(Point localization data)
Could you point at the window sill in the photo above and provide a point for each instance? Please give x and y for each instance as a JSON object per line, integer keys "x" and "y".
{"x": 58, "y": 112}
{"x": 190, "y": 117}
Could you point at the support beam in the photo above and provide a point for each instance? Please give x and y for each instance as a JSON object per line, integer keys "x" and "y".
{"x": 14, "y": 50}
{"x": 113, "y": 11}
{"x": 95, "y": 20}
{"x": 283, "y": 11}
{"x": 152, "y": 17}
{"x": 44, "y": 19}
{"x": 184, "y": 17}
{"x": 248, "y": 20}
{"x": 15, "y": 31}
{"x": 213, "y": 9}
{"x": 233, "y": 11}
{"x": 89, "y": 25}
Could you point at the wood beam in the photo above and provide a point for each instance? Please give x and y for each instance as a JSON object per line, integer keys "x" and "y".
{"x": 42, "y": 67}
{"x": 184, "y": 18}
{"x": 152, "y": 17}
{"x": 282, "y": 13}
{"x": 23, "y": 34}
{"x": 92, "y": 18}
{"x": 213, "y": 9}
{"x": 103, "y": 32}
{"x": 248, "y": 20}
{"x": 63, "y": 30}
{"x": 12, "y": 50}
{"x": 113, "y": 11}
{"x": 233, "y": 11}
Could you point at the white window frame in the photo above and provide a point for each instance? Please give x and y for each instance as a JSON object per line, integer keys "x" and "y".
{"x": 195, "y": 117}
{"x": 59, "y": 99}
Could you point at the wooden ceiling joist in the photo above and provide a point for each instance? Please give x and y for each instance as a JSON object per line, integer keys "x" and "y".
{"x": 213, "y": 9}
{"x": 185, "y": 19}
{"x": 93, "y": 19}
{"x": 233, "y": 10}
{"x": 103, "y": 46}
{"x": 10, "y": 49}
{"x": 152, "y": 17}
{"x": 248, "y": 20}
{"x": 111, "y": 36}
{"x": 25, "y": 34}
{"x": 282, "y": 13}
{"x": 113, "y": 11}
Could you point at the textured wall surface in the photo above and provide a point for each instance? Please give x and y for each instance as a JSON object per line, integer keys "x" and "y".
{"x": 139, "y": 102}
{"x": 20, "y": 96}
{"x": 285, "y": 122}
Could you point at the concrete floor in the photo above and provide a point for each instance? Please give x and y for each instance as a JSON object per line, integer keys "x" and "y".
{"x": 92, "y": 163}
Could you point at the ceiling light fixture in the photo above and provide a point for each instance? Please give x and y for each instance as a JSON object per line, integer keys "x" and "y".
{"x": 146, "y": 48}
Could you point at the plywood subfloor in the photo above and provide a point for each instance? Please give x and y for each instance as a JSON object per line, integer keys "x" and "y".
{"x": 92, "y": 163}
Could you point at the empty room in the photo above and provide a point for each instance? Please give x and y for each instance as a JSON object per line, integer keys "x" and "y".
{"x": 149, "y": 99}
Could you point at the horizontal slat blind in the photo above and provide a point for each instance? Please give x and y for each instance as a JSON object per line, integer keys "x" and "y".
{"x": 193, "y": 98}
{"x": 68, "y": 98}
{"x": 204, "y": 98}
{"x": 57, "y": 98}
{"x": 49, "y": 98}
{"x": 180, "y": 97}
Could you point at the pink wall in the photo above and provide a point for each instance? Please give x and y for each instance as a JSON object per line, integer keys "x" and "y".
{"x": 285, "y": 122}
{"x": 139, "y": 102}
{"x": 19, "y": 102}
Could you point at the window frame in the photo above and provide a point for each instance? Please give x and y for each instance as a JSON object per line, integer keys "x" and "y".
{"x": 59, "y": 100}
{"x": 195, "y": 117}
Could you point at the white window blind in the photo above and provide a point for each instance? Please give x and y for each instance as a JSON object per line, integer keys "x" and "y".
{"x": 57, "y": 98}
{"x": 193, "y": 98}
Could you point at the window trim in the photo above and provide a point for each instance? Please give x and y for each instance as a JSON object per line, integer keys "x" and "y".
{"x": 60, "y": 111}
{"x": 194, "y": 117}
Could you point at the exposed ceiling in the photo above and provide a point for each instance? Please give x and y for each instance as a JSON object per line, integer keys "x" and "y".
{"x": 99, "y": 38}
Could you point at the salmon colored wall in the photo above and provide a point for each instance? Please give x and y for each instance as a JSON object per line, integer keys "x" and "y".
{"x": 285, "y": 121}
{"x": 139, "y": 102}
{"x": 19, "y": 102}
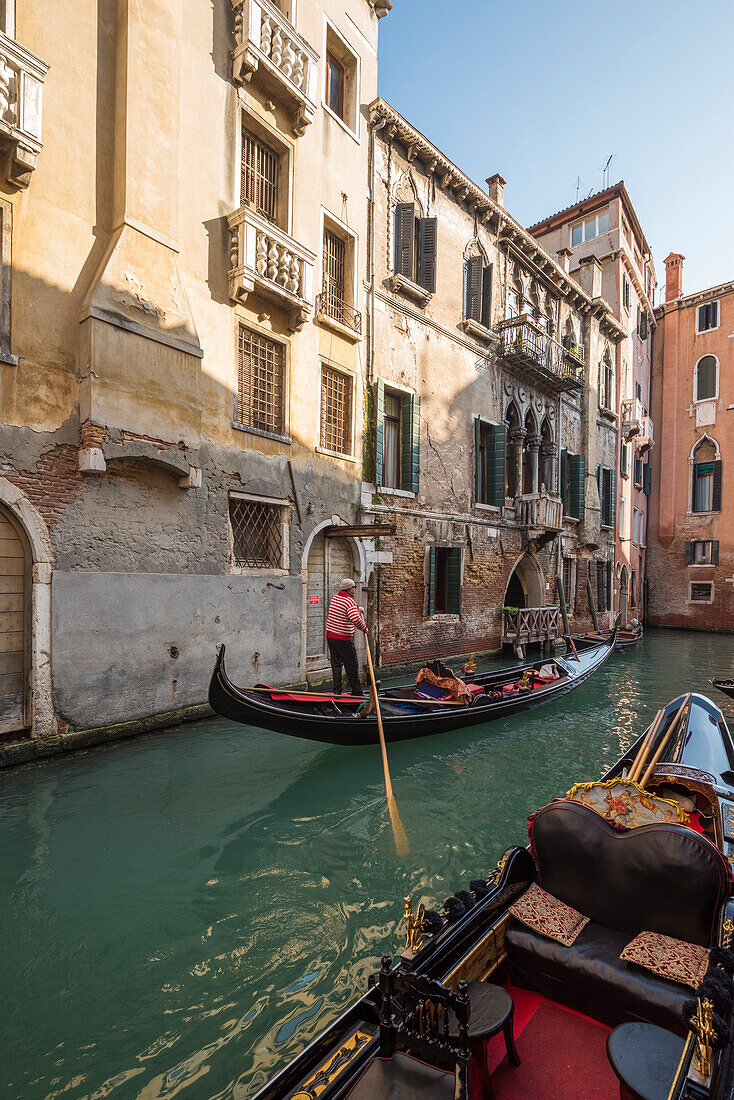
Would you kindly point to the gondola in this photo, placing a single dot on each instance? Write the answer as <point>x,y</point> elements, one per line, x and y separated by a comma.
<point>481,1002</point>
<point>335,719</point>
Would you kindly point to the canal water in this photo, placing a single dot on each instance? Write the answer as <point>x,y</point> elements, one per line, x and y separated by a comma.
<point>182,913</point>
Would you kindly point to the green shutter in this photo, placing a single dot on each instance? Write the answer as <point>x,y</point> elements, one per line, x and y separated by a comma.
<point>496,464</point>
<point>453,582</point>
<point>380,429</point>
<point>411,446</point>
<point>577,469</point>
<point>431,580</point>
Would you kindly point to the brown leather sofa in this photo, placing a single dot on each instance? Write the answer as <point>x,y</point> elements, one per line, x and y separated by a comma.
<point>656,878</point>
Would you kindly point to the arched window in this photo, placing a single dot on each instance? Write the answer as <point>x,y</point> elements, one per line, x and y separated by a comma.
<point>705,378</point>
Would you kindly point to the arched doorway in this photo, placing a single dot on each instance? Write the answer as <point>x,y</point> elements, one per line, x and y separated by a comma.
<point>15,631</point>
<point>525,584</point>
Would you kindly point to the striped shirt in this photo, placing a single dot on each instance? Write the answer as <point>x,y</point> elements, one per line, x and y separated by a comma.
<point>343,616</point>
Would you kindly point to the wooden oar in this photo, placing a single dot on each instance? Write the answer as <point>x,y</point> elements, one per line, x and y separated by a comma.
<point>645,747</point>
<point>674,726</point>
<point>401,838</point>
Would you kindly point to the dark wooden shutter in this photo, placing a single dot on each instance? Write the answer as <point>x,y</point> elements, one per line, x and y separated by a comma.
<point>486,297</point>
<point>431,580</point>
<point>473,288</point>
<point>716,486</point>
<point>405,239</point>
<point>453,583</point>
<point>427,250</point>
<point>411,435</point>
<point>380,430</point>
<point>577,471</point>
<point>496,464</point>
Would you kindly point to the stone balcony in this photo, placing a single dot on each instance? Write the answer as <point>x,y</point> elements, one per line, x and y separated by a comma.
<point>527,351</point>
<point>285,65</point>
<point>267,262</point>
<point>21,91</point>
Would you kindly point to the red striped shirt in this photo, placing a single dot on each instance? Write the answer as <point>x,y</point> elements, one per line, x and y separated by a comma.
<point>343,616</point>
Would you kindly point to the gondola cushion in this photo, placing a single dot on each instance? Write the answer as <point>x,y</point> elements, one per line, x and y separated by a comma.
<point>657,878</point>
<point>591,978</point>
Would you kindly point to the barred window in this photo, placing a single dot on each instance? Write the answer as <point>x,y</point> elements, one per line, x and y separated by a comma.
<point>260,171</point>
<point>336,410</point>
<point>260,383</point>
<point>256,534</point>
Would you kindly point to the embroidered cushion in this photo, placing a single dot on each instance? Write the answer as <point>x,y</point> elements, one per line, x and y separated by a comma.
<point>670,958</point>
<point>548,915</point>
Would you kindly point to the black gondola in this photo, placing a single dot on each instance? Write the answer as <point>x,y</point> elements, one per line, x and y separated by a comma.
<point>664,869</point>
<point>405,714</point>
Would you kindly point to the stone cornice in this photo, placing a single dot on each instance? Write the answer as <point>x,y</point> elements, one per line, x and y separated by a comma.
<point>463,189</point>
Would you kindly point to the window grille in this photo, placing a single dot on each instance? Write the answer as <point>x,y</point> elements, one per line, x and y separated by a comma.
<point>336,410</point>
<point>260,383</point>
<point>260,171</point>
<point>256,534</point>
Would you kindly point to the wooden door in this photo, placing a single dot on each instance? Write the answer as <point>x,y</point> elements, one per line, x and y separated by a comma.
<point>14,625</point>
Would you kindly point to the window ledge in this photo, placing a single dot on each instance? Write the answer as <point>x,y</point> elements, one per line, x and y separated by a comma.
<point>401,284</point>
<point>335,454</point>
<point>259,431</point>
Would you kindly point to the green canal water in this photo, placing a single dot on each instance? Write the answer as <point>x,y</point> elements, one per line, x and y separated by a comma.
<point>182,913</point>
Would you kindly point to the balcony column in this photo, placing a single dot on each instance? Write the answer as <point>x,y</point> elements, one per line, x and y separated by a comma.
<point>515,469</point>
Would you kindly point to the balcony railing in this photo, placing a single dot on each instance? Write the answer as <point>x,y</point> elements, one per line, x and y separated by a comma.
<point>529,352</point>
<point>330,307</point>
<point>21,90</point>
<point>285,64</point>
<point>528,625</point>
<point>267,262</point>
<point>540,512</point>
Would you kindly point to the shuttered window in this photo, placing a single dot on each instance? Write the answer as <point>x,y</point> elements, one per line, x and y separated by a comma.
<point>490,462</point>
<point>260,172</point>
<point>445,581</point>
<point>260,389</point>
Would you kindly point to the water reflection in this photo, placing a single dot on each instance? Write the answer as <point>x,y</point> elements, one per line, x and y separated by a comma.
<point>184,913</point>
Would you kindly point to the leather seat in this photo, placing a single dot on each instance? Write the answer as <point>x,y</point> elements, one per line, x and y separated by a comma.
<point>590,977</point>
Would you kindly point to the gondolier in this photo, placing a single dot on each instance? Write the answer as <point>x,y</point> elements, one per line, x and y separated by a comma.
<point>343,618</point>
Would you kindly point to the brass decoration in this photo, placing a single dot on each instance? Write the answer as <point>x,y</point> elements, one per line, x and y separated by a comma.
<point>414,930</point>
<point>330,1069</point>
<point>702,1025</point>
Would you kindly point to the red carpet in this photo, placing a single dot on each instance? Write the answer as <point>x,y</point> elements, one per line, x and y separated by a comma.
<point>563,1055</point>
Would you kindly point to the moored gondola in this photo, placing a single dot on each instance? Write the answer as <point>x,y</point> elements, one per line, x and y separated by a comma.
<point>406,713</point>
<point>595,961</point>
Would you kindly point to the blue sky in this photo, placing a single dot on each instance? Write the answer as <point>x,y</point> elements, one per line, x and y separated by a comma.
<point>545,91</point>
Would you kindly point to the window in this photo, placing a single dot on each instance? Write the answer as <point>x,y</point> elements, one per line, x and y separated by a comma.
<point>478,292</point>
<point>336,410</point>
<point>397,439</point>
<point>590,227</point>
<point>701,592</point>
<point>415,245</point>
<point>702,552</point>
<point>445,581</point>
<point>258,534</point>
<point>707,317</point>
<point>260,176</point>
<point>260,389</point>
<point>705,378</point>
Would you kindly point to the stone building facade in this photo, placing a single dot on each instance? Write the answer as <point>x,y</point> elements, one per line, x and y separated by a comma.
<point>691,553</point>
<point>605,226</point>
<point>486,452</point>
<point>182,348</point>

**Problem statement:** After finding the line that contains "Would you kindly point to the window in" in the records above, copy that line and each one after it exactly, through the final line.

**Exercise solution:**
Would you kindly point to the window in this photo, placing a single dot on each instance? Write the answer as <point>x,y</point> elements, one per line, x and y separated by a comma.
<point>478,292</point>
<point>336,410</point>
<point>397,439</point>
<point>590,227</point>
<point>701,592</point>
<point>415,245</point>
<point>702,552</point>
<point>445,581</point>
<point>258,534</point>
<point>707,317</point>
<point>260,176</point>
<point>260,389</point>
<point>705,378</point>
Would you kindly point to the stone building facade in this photo, placing a single dot on each instance? Write the answer as <point>x,y</point> elements, one per line, x and y separated by a comma.
<point>691,553</point>
<point>605,226</point>
<point>486,452</point>
<point>182,348</point>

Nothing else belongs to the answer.